= DATASET EXTRACT =

* Begin *

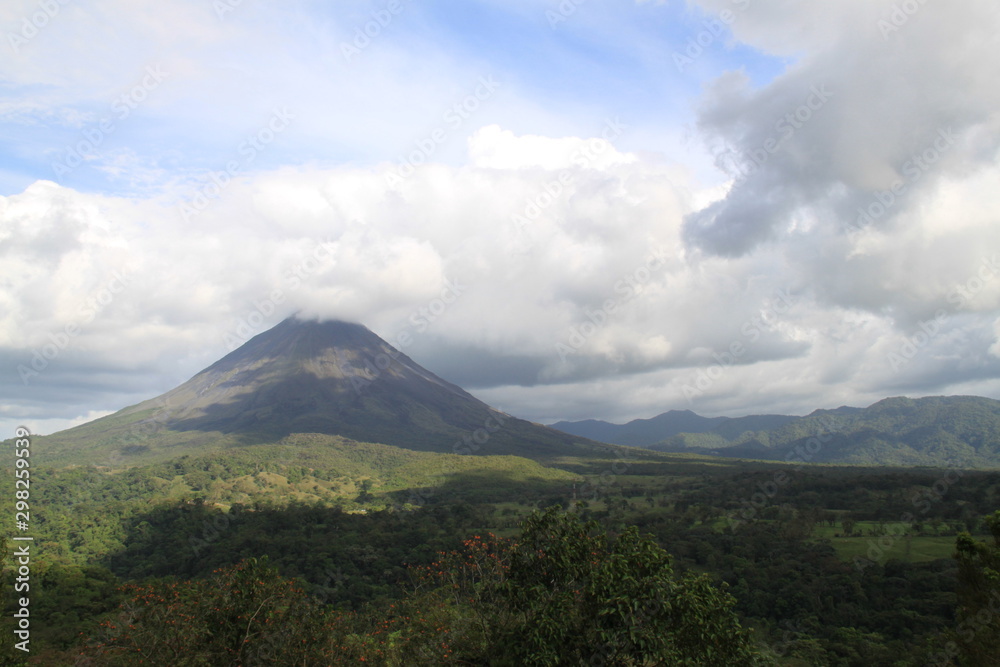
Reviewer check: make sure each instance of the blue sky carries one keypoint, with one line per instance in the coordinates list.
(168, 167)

* End *
* Begin *

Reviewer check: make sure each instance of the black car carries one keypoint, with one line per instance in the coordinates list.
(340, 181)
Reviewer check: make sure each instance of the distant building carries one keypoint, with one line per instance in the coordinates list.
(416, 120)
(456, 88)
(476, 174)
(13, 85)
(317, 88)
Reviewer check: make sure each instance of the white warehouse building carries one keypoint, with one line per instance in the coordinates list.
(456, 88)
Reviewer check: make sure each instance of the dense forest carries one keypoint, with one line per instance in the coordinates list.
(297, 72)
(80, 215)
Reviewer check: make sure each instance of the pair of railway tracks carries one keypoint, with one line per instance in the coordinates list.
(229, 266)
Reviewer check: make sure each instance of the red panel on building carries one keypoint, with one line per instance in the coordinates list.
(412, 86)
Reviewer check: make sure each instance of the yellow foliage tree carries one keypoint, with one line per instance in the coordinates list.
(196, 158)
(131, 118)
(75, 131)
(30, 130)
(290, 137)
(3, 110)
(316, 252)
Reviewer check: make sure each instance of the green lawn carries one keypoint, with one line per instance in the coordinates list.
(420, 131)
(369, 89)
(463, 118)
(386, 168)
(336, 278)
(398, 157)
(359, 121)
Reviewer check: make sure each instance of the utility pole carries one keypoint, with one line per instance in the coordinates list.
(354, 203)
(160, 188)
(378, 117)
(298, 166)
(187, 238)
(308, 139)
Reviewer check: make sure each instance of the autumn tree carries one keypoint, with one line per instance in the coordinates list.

* End *
* Begin *

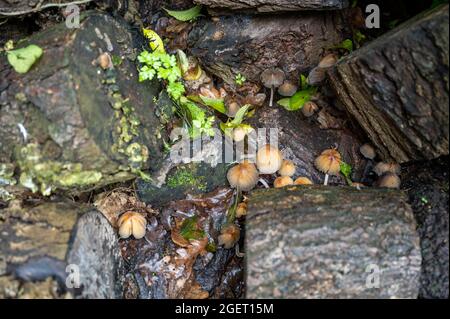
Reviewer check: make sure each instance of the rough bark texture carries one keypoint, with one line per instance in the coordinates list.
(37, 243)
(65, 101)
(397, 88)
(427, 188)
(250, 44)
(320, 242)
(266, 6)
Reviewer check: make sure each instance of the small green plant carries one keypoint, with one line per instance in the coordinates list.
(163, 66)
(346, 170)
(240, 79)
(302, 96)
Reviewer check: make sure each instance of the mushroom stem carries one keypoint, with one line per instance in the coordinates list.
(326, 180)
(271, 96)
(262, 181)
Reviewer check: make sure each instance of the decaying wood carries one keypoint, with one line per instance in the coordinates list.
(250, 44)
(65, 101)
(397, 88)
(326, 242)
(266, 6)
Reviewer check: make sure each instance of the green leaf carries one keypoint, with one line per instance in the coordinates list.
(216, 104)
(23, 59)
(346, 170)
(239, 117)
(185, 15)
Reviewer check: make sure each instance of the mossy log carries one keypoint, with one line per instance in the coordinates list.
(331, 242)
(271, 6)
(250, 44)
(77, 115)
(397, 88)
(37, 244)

* End *

= WHAT TO PRODUCE =
How many lines in the records above contain the string "green"? Case matters. Reply with the number only.

= EXPECTED OUTPUT =
3